■ Supplied passage:
--- Begin ---

Director, Water and Energy Policy

Edward Ring
April 3, 2025

Restoring the California Dream

There’s no place like California. Situated on the western edge of North America, isolated from the rest of the world by alpine mountains to the north and east, vast deserts to the south, and nestled against the Pacific Ocean, it might has well be an island. And what an island. The megacity of Los Angeles, music and entertainment capital of the world. The legendary Silicon Valley, still the global epicenter of high tech. The hills of San Francisco, perhaps the most beautiful city in America. Napa wines. Farms that grow crops year round in soil that rivals the deep loam of Iowa. Redwood trees. Magnificent beaches. Olympic skiing. California has it all.

The American dream as a concept now endures into its third century basically unchanged. Work hard, save, buy a home, have a family, find your place as an equal in a nation without caste or class. Follow that dream with integrity and it will come true, because America is the land of opportunity.

California took that dream and gave it a unique cache. Nearly two centuries ago when gold was discovered on a tributary of the American River, adventurers from everywhere on earth streamed into California, nearly quadrupling the population between 1850 and 1860. But the growth never stopped. The gold fever subsided, but the Golden State was still a magnet for dreamers willing to work hard. The young state’s growth consistently outstripped the rest of the nation: 1.5 million people in 1900 grew to 10.6 million people by 1950. The post-war boom in California saw the population grow to 20 million people by 1970, 30 million by 1990, and nearly 40 million by 2020. And then something happened that nobody expected. People started to leave faster than they arrived.

--- End ---

A run of records
--- Begin ---

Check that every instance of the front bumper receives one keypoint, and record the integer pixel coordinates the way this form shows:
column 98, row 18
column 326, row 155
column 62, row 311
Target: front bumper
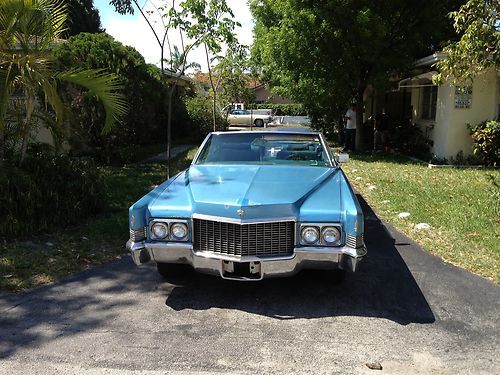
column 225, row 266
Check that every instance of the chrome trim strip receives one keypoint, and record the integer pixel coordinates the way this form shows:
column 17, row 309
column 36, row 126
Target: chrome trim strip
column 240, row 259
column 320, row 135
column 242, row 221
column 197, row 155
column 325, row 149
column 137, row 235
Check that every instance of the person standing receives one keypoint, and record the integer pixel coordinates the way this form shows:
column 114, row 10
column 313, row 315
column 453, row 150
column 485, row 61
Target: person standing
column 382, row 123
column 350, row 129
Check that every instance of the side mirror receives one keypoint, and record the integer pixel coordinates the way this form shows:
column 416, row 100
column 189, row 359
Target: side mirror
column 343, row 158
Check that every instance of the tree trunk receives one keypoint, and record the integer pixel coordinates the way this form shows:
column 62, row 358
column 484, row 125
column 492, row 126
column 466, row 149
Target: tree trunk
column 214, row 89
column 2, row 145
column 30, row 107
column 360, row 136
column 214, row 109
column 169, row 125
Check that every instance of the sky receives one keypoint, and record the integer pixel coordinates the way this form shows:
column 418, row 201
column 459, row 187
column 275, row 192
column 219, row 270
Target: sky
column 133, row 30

--- End ---

■ The exercise: In the passage on restoring the California Dream, what population did California reach by 1950?

■ Exercise response: 10.6 million people.